> [Given request]
Reproduce the entire listing below word for word, keeping every line, arrow and coordinate unchanged.
((
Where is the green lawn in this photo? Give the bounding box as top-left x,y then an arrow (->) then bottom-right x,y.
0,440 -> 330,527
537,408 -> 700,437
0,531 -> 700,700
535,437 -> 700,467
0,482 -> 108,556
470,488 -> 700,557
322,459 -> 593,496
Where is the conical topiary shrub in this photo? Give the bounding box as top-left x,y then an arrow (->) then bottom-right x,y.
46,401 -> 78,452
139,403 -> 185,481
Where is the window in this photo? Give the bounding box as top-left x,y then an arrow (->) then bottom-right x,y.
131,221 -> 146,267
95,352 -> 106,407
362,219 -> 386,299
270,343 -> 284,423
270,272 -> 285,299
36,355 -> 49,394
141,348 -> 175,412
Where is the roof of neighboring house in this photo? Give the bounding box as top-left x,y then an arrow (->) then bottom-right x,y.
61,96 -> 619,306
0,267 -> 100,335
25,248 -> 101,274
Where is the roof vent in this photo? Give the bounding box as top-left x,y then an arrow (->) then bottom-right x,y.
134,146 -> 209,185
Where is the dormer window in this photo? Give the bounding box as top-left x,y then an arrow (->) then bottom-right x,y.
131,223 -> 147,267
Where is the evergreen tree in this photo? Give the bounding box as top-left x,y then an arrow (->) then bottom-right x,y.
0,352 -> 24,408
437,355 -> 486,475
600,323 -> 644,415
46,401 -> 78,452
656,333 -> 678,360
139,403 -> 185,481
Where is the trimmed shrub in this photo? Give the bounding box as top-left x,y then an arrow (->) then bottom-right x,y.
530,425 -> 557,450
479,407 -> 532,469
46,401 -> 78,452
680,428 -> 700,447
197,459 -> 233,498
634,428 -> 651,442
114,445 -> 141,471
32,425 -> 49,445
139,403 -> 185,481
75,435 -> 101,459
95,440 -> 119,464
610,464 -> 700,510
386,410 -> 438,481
))
> [Result below]
Where is the green lawn in this photo? Give the bounding box as top-left x,y then an arrow (->) then bottom-right x,y.
0,440 -> 330,527
537,408 -> 700,437
0,531 -> 700,700
535,437 -> 700,467
0,482 -> 108,556
470,488 -> 700,557
322,459 -> 593,496
Where is the conical topiary shrub in this photo? Give the bounding box as top-left x,y then an arrow (->) then bottom-right x,y.
46,401 -> 78,452
139,403 -> 185,481
Where is the window in this photo? Give the bounding box as top-left x,y then an arrow (->) then bottom-right x,y.
131,221 -> 146,267
95,352 -> 106,407
362,219 -> 386,299
270,343 -> 284,423
270,272 -> 285,299
36,355 -> 49,394
141,348 -> 175,412
Where is the roof of neighboring house in this photo? Give the bounding box as top-left x,y then an arrow (->) then bottom-right x,y.
61,96 -> 619,306
0,267 -> 100,335
25,248 -> 101,274
Where is the roof vent in this photo? Give the bounding box as top-left x,y then an arrow (->) then bottom-right x,y.
134,146 -> 209,185
Where is the dormer window in this photo? Give the bounding box as top-left x,y then an arrow (->) then bottom-right x,y.
131,223 -> 147,267
Where is the evergreen tree in this photo? Give the bounding box as top-left x,y then an arrow (->) then bottom-right x,y.
0,352 -> 24,408
437,355 -> 486,475
600,323 -> 644,415
46,401 -> 78,452
656,333 -> 678,360
139,403 -> 185,481
Where is the trimmed shrub in this photo? Give the bounding box as top-left x,y then an arrow (->) then bottom-right x,y.
530,425 -> 557,450
479,407 -> 532,469
46,401 -> 78,452
680,428 -> 700,447
197,459 -> 233,498
634,428 -> 651,442
114,445 -> 141,471
32,425 -> 49,445
139,403 -> 185,481
75,435 -> 101,459
95,440 -> 119,464
610,464 -> 700,510
386,410 -> 438,481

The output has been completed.